(Data provided)
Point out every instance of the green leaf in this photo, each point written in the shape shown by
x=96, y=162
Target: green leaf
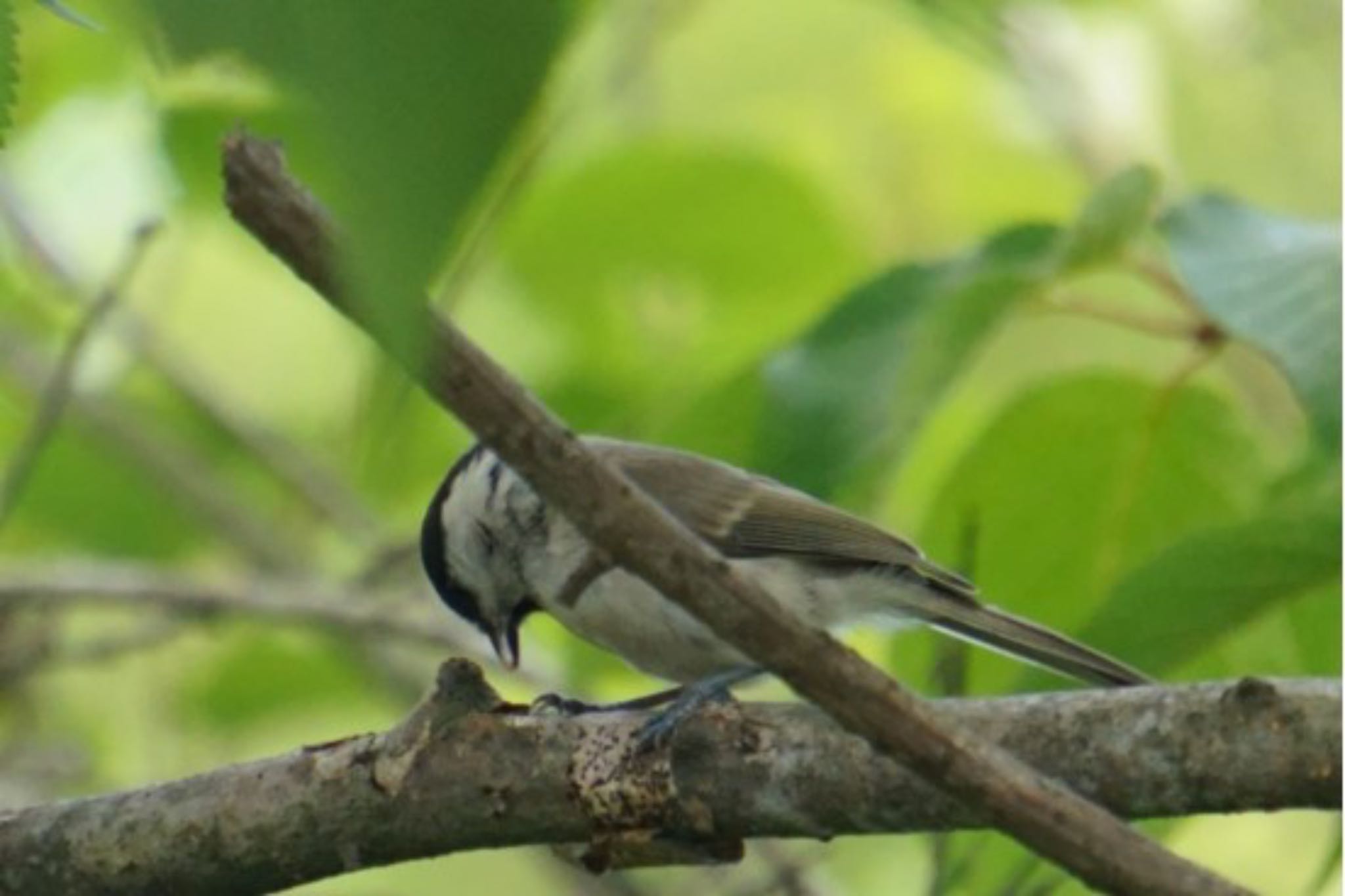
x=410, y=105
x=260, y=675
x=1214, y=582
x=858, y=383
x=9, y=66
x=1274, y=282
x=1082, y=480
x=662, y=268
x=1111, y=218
(End Data provided)
(Data provided)
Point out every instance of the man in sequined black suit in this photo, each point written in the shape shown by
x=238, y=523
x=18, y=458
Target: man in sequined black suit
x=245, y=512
(End Data provided)
(Data provided)
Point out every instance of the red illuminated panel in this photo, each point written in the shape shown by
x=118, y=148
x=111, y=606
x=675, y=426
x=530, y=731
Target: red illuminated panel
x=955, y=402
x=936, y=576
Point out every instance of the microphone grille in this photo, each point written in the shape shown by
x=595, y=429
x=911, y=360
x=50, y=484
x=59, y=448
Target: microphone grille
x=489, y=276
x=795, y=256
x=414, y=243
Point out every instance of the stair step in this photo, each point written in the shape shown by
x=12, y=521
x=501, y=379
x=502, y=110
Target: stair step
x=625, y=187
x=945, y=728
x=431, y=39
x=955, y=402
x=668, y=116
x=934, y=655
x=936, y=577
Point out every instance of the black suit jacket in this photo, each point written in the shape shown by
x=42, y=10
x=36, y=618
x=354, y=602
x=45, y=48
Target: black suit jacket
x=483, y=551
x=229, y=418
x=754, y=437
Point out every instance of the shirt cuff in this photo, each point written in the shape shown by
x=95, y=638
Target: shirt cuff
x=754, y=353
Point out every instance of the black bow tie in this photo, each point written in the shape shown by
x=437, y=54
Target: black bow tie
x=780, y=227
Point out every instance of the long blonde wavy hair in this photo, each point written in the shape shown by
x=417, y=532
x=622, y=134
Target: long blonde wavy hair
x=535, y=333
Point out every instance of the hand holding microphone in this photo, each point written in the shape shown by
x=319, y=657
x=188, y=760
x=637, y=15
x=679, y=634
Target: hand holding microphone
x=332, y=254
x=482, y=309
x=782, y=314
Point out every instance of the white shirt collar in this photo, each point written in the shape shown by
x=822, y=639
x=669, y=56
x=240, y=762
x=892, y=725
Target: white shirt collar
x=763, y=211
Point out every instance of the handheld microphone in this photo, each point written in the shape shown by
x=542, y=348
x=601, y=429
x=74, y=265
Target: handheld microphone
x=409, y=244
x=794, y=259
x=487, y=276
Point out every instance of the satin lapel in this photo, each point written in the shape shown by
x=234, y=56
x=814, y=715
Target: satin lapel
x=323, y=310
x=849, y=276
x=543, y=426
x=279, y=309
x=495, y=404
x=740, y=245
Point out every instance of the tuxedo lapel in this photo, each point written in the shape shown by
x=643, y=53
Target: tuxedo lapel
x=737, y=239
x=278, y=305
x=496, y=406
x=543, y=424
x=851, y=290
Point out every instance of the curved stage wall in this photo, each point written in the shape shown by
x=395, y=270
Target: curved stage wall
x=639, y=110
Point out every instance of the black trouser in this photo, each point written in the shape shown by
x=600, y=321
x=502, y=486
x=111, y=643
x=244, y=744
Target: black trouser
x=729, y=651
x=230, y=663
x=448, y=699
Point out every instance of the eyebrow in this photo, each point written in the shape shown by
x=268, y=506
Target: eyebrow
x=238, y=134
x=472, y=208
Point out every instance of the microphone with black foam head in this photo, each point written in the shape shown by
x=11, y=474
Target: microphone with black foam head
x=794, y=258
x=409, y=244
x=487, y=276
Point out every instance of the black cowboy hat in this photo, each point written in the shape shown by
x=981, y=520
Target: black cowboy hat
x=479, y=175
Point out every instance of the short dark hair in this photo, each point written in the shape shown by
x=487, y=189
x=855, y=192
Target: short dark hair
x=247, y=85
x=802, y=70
(End Data provided)
The task - Given the data above, transcribe exactly the lines from the one containing "Target: white shirt collar" down to the one containing "x=814, y=715", and no others.

Response -
Target: white shirt collar
x=763, y=211
Point out every instance of the handheld microphone in this photo, each point written in the shape shown by
x=542, y=348
x=601, y=429
x=74, y=265
Target: handheld microphone
x=409, y=244
x=794, y=259
x=487, y=276
Point out every instance of the satin lapel in this photo, each point written in the shape shown by
x=234, y=56
x=814, y=715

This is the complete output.